What is needed -
Copy exactly, please, the lines of the data from its start through the line containing "[locate] the algae-covered".

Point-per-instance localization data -

--- START ---

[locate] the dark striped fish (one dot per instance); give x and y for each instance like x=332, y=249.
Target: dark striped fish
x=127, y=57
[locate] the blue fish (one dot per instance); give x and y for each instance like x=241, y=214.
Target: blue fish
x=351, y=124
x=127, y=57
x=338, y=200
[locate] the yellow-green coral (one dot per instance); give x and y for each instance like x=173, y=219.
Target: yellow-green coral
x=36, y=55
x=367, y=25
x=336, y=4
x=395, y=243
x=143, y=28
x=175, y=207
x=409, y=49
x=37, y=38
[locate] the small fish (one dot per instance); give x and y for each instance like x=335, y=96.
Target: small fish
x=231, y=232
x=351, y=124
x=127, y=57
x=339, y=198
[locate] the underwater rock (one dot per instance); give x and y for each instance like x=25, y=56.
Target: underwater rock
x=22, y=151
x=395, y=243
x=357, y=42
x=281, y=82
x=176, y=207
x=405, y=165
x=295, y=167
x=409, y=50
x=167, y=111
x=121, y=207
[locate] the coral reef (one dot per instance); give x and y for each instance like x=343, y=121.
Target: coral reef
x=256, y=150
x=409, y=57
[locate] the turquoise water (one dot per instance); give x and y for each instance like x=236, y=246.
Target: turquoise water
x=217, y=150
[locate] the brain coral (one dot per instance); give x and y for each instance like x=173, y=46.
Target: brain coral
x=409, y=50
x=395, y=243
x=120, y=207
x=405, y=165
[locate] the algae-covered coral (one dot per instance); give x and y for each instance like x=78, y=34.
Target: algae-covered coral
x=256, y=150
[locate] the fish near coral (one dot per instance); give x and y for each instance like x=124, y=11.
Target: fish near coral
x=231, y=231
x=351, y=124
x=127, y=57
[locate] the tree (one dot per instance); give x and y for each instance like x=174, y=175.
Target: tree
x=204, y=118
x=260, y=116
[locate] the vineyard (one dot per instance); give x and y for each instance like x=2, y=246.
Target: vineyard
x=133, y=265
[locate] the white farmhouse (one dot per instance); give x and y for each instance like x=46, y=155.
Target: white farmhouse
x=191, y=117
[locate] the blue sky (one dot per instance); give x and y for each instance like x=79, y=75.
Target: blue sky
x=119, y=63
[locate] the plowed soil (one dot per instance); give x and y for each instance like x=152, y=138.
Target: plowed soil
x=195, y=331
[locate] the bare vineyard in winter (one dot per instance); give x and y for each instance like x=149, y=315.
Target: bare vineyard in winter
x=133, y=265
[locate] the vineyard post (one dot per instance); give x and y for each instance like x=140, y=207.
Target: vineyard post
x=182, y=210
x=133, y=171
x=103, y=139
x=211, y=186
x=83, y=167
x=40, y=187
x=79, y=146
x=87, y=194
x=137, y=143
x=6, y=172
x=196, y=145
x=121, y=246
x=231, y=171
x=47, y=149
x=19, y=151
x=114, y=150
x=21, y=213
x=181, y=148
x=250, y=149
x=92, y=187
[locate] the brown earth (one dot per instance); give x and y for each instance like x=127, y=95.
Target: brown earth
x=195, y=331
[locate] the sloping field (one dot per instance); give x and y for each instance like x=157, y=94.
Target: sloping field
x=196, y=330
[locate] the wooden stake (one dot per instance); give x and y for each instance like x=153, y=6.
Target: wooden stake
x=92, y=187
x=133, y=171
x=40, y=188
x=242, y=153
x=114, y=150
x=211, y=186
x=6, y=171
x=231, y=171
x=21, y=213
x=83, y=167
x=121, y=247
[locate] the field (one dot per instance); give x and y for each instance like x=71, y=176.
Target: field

--- END ---

Exercise result -
[locate] the dark striped fish (one dot per instance); give x and y for each instance like x=332, y=249.
Target: dark striped fish
x=127, y=57
[locate] the blue fish (one dot per instance); give x and y for each instance like x=241, y=214.
Target: blue fish
x=351, y=124
x=127, y=57
x=338, y=200
[locate] the yellow-green coral (one dot per instance); give x and y for each instance like x=173, y=219.
Target: yellow-green coral
x=36, y=55
x=367, y=25
x=336, y=4
x=395, y=243
x=143, y=28
x=175, y=207
x=409, y=49
x=37, y=38
[locate] the small fish (one dot per instance); give x and y for each instance like x=335, y=96.
Target: small fish
x=231, y=232
x=351, y=124
x=127, y=57
x=339, y=198
[locate] the underwater rock (one dot per instance); give x and y for each instance like x=25, y=56.
Target: underwater rock
x=22, y=151
x=395, y=243
x=357, y=42
x=281, y=82
x=176, y=207
x=405, y=165
x=295, y=167
x=409, y=50
x=167, y=111
x=121, y=207
[locate] the coral reef (one dot per instance); give x and y for each instance like x=343, y=121.
Target: coral reef
x=256, y=150
x=409, y=57
[locate] the turquoise water (one dot per instance); give x and y for each instance like x=236, y=246.
Target: turquoise water
x=217, y=150
[locate] the brain coral (one dot per instance); give x and y for each instance like x=173, y=46.
Target: brain coral
x=409, y=50
x=395, y=243
x=120, y=207
x=405, y=165
[locate] the algae-covered coral (one dot per instance); give x and y for each instance like x=78, y=34.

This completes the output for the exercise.